DOCUMENT EXCERPT
···

1.4 REJECTION OF WORK. Should ICOP DIGITAL determine that any verification or testing of TIETECH’s work does not conform to applicable specifications, then ICOP DIGITAL shall (i) notify TIETECH of such problems; and (ii) permit TIETECH a reasonable opportunity to make any necessary corrections. TIETECH shall resubmit to ICOP DIGITAL revised testing or other work corrected to meet the relevant specifications within thirty (30) days of notice to TIETECH. ICOP DIGITAL shall have thirty (30) days after such resubmittal within which to notify TIETECH in writing of ICOP DIGITAL’s approval of the corrected work or of ICOP DIGITAL’s discovery of any additional discrepancies between that work and the relevant specifications. If discrepancies still exist, ICOP DIGITAL and TIETECH shall decide the appropriate action to be taken by mutual Agreement, in advance.
1.5 TOOLING AND FIRST ARTICLE SAMPLES. Tooling will be approved by ICOP DIGITAL and invoiced by TIETECH at cost as those costs are incurred. Design and procurement of tooling for injection molded plastic parts is the responsibility of TIETECH. TIETECH warrants that the life cycle of the tooling shall be as defined in Appendix V of this Agreement. Should any tooling require replacement, prior to the warranted life cycle, TIETECH shall replace the tooling and TIETECH shall be responsible for cost of placement. ICOP DIGITAL will utilize TIETECH’s established vendors when TIETECH needs, provided that pricing and quality are competitive and approved by ICOP DIGITAL. TIETECH is responsible to qualify all vendors per their system requirements. ICOP DIGITAL can request, and TIETECH shall provide, a re-quote, lead times, and price breaks for any and all component parts (units such as camera or cable). TIETECH shall work with its own vendors to purchase component parts as needed, if approved by ICOP DIGITAL; and ICOP DIGITAL has the option to replace and/or provide component parts to TIETECH, upon mutual agreement. ICOP DIGITAL shall supply the compression chip sets to TIETECH at ICOP DIGITAL’s own expense.

···

RECORD SET
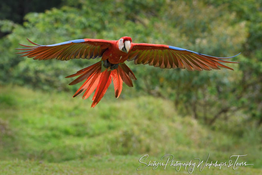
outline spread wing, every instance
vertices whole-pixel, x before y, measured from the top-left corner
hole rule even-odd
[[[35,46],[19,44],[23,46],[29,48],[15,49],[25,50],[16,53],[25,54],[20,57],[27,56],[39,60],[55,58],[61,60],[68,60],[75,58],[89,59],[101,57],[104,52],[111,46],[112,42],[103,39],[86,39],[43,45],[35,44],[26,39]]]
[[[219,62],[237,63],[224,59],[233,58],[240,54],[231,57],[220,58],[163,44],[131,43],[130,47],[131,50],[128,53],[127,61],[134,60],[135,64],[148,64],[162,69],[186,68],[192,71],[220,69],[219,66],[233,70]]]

···

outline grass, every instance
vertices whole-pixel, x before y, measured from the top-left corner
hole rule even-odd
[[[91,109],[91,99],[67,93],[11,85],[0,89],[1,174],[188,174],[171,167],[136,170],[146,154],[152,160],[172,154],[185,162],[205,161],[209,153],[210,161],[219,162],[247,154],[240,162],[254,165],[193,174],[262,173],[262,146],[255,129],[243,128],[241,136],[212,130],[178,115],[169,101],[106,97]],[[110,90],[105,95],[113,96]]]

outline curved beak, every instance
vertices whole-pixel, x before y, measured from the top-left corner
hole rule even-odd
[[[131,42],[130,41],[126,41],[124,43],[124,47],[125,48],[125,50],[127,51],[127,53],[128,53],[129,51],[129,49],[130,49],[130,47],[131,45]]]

···

BRIEF 1
In the contract excerpt, explain in one to three sentences what leads ICOP DIGITAL to notify TIETECH and let it make corrections.
BRIEF 2
According to the contract excerpt, how long does TIETECH have to resubmit corrected work after being notified?
BRIEF 3
Write the next part of the contract excerpt, continuing after its final sentence.

RIGHT ANSWER 1
ICOP DIGITAL must take these steps if it finds that verification or testing of TIETECH's work does not conform to the applicable specifications. It then notifies TIETECH of the problems and gives TIETECH a reasonable opportunity to make the necessary corrections.

RIGHT ANSWER 2
Thirty (30) days from notice to TIETECH.

RIGHT ANSWER 3
1.6 COMPENSATION FOR PRODUCT DEVELOPMENT. In consideration for the services rendered by TIETECH for Product Development, ICOP DIGITAL shall pay to TIETECH compensation as defined in Appendix IV.
1.7 CONFIDENTIAL INFORMATION. “Confidential Information” means, without limitation, all information pertaining to the business of ICOP DIGITAL and TIETECH including, but not limited to, the Product invention, ideas, trade secrets, know-how, research and development, training, software, programs, hardware configuration information, price lists, data, manuals, handbooks, sponsors, investors, business strategies and plans, marketing, sales records, drawings, specifications, designs, materials, parts lists, customer lists, consumer information, suppliers, contract terms, test criteria, vendor lists, financial information, intellectual property, and all other information or data of any kind or character relating to the business of ICOP DIGITAL or TIETECH, including but not limited to, any invention, writing, idea, discovery, or improvement made or conceived by ICOP DIGITAL or TIETECH directly or indirectly as a result of performing work for ICOP DIGITAL pursuant to this Agreement, whether or not reduced to writing, and which is not generally available to the public. However, Confidential Information shall not include any of the foregoing which has become publicly known and made generally available through no wrongful act of TIETECH or any third party. Prior to execution of this Agreement; the parties have executed the Mutual Nondisclosure Agreement attached hereto as Appendix I. In the event there is a conflict between the terms of the Mutual Nondisclosure Agreement and this Agreement, this Agreement shall govern.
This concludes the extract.